Problem requirements.
For this exercise, return exactly the lines of the material below that begin at the one with "mark: the innermost point of each instance of the thatched" and stop after the one with "mark: the innermost point of each instance of the green metal".

Source information: Begin

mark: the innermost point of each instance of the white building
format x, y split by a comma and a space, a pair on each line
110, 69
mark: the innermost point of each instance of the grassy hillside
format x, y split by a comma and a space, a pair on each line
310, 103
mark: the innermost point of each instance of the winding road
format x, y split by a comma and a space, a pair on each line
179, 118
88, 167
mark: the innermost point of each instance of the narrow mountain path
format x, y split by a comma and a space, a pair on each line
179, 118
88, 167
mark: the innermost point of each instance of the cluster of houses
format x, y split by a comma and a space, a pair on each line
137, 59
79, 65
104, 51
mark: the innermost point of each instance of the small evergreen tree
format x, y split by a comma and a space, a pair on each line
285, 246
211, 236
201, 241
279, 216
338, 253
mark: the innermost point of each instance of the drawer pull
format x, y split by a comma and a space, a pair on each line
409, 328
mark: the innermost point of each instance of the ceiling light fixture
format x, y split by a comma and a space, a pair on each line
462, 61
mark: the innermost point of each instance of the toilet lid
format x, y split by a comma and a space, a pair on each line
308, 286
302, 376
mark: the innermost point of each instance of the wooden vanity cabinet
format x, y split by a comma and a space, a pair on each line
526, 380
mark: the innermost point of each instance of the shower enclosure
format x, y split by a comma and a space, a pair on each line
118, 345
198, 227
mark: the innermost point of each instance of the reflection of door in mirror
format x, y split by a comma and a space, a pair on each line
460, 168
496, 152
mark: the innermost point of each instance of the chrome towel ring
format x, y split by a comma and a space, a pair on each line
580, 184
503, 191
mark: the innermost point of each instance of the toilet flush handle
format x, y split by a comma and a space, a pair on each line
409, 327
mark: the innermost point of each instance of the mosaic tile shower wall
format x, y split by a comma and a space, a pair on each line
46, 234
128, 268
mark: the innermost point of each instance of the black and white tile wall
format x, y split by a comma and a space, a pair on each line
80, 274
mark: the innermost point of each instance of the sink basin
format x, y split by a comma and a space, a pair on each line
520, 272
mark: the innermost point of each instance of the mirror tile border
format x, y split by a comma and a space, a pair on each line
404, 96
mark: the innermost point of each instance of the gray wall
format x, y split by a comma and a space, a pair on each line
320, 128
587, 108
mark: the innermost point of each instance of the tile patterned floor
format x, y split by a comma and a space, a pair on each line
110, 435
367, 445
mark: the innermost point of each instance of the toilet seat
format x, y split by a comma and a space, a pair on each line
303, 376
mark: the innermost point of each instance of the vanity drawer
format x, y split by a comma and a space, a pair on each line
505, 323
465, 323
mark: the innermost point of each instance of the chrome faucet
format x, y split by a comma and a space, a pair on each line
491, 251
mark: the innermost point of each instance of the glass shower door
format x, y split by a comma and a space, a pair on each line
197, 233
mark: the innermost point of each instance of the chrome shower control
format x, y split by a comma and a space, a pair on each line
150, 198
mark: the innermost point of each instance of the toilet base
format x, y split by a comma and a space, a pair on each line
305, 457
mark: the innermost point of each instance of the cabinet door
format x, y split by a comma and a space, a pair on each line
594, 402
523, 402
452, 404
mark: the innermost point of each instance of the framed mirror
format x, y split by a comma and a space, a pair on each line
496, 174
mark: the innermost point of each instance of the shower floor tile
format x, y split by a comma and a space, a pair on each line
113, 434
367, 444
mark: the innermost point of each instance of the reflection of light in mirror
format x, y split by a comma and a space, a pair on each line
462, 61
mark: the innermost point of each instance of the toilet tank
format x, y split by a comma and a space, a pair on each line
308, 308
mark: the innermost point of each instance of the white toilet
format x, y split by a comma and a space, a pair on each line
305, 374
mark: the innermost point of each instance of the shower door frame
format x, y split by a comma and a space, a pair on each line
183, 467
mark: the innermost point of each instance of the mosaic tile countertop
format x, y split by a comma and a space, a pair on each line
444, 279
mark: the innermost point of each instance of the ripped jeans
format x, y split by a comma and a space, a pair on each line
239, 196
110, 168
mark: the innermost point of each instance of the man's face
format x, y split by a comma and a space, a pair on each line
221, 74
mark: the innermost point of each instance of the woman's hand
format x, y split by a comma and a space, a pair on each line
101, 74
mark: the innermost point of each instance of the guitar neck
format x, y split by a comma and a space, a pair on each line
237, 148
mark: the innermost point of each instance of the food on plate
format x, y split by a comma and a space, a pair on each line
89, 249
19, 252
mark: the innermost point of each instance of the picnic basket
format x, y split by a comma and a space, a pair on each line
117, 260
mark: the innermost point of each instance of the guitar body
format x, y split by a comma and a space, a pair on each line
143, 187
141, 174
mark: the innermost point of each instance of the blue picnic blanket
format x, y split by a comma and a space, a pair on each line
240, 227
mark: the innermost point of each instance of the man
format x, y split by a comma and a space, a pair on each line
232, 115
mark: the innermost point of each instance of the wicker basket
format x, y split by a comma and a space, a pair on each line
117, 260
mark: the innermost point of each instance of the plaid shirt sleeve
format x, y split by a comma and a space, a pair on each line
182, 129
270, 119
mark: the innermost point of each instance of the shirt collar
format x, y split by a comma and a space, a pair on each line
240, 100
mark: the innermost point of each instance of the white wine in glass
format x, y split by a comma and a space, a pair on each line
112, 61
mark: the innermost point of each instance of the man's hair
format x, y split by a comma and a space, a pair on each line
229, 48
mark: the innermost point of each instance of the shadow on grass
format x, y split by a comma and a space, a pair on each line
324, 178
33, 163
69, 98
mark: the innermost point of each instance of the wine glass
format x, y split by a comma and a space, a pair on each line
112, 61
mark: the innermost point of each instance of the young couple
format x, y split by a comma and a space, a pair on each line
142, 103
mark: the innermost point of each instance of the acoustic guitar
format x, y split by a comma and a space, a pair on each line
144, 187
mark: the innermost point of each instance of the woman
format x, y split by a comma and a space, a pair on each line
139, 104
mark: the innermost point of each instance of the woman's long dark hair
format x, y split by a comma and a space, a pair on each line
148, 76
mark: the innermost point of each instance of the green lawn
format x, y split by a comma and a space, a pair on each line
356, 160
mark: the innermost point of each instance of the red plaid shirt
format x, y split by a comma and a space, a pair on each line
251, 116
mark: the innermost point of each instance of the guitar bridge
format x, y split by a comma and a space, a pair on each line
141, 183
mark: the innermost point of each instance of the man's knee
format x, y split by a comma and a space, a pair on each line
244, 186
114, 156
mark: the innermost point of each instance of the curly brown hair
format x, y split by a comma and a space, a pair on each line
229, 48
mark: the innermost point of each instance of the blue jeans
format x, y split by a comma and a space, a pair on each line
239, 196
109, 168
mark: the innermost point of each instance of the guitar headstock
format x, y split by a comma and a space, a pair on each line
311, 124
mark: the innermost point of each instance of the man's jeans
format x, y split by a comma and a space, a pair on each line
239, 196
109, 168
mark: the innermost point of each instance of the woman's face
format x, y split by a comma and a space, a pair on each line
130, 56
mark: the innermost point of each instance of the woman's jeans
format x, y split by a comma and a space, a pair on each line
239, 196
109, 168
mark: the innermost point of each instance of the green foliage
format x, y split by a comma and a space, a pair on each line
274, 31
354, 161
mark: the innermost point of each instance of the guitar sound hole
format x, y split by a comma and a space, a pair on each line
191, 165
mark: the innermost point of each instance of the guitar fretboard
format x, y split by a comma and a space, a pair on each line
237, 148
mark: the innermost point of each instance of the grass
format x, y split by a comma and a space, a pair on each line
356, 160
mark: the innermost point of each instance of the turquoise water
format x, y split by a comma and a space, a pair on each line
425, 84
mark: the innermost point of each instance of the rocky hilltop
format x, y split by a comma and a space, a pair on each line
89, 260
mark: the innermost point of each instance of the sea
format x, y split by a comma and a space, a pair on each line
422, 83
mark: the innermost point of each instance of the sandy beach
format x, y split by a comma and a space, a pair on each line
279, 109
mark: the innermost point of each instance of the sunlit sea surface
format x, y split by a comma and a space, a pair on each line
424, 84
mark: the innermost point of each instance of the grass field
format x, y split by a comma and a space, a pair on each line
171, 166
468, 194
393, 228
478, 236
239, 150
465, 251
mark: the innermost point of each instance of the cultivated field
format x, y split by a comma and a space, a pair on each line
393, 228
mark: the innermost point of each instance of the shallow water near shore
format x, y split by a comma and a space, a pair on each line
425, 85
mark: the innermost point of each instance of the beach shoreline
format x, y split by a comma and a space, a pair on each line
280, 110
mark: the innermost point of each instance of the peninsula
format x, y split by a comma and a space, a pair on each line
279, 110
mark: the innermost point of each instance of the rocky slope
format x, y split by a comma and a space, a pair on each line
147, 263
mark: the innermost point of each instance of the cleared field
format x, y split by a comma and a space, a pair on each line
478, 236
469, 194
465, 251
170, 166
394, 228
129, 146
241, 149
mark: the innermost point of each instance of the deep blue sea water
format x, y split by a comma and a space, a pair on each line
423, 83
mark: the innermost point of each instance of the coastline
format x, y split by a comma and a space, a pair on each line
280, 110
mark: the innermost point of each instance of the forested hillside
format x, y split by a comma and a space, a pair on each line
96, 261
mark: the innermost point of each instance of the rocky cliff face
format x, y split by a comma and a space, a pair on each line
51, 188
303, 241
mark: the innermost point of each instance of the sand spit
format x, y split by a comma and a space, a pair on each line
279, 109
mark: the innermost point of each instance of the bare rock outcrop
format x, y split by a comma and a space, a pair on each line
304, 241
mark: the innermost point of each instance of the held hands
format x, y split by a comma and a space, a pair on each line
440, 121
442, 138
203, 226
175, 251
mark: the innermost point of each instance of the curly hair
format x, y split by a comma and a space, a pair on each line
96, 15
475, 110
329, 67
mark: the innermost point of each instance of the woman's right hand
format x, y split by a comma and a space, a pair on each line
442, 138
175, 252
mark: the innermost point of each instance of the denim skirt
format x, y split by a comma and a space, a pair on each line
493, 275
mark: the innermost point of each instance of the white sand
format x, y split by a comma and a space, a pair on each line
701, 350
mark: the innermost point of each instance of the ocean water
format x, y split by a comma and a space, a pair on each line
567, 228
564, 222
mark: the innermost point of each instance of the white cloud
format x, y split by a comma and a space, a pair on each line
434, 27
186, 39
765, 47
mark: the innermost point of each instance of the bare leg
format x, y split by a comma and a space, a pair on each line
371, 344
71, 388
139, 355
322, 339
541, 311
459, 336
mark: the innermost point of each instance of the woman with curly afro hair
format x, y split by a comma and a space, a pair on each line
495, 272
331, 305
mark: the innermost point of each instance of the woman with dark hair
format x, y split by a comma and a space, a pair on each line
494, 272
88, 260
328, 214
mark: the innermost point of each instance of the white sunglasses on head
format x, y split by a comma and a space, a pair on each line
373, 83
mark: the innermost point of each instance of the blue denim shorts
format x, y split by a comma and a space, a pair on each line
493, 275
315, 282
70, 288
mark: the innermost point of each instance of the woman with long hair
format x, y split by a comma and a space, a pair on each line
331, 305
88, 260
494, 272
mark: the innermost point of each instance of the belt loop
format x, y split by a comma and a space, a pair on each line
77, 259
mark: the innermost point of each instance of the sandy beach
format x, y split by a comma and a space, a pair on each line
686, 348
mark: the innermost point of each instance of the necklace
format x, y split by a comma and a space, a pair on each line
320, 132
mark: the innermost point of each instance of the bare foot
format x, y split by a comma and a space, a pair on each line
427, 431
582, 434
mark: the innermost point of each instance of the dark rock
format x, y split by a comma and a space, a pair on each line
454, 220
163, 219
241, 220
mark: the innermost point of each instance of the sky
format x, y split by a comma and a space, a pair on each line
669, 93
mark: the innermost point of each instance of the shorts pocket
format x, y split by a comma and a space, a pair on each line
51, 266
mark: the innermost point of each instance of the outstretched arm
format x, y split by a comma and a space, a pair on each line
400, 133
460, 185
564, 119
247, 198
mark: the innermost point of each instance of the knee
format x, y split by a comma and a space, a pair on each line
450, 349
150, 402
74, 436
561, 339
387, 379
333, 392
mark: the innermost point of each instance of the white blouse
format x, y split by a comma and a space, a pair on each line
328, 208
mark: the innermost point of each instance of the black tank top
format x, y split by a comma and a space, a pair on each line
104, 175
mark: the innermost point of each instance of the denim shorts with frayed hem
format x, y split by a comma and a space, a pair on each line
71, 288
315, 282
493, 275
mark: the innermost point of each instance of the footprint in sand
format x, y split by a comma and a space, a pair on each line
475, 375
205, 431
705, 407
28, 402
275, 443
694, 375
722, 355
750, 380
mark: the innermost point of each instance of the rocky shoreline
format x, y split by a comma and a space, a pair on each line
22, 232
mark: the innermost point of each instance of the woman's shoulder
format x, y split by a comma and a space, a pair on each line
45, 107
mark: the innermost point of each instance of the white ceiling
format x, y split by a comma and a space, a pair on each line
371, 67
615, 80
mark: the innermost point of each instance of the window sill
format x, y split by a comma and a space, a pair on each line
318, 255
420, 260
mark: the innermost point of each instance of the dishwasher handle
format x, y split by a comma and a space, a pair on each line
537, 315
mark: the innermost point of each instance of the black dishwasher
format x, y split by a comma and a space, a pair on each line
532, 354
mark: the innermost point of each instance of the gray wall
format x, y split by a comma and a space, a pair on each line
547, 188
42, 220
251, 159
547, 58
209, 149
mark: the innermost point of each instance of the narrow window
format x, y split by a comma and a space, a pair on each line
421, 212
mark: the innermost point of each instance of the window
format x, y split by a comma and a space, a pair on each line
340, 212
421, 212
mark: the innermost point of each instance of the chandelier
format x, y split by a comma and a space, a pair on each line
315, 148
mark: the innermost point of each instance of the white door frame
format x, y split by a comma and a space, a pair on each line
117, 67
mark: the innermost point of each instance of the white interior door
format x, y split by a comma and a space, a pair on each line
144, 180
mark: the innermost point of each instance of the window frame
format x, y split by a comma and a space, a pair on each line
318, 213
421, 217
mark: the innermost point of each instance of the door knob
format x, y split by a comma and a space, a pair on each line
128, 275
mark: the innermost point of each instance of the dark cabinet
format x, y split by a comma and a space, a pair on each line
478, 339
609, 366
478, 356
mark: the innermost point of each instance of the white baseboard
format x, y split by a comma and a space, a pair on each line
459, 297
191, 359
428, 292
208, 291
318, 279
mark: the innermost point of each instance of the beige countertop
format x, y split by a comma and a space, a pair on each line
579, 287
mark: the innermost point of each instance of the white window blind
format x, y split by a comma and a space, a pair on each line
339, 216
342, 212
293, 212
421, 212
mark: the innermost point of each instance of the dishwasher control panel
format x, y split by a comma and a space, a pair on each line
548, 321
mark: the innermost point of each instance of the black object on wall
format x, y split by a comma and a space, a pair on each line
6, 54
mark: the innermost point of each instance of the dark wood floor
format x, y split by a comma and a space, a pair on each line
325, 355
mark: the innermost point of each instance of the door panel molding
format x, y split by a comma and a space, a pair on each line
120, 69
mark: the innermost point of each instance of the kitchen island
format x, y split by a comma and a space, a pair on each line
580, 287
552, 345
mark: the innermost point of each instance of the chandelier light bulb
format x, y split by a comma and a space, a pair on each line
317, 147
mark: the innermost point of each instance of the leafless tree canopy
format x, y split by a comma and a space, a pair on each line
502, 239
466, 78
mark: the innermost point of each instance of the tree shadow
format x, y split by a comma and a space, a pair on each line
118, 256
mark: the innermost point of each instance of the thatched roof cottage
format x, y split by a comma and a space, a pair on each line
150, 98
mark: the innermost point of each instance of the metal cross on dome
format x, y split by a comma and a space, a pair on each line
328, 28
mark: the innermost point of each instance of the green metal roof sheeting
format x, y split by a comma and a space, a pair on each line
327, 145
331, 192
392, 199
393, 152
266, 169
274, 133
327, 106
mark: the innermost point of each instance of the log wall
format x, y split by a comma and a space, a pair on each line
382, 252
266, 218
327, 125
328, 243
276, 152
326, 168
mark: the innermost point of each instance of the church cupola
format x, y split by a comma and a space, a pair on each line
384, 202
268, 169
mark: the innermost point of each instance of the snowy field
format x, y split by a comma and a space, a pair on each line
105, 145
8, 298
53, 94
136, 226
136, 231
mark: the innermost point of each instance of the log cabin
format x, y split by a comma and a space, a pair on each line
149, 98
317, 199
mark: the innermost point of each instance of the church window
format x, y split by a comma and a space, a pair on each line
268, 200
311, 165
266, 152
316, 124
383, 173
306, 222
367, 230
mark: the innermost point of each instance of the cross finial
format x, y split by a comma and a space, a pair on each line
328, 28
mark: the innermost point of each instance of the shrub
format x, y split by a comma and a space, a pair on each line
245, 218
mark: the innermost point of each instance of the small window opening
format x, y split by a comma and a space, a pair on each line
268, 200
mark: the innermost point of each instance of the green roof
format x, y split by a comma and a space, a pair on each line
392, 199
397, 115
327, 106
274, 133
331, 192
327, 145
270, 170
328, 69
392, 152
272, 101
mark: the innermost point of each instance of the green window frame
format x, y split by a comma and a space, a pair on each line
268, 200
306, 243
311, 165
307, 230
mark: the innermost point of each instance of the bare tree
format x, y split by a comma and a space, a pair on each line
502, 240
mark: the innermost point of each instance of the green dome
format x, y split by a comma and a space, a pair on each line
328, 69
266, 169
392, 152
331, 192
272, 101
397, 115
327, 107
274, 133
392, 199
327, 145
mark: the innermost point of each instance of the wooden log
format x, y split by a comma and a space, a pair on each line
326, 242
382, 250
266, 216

Source information: End

Written solution.
mark: the innermost point of each instance of the thatched roof cottage
format x, y split by a comma and a space, a pair on each line
150, 98
mark: the innermost point of each instance of the metal cross on dome
format x, y split by a comma and a space, a pair on each line
328, 28
mark: the innermost point of each instance of the green metal roof sheeting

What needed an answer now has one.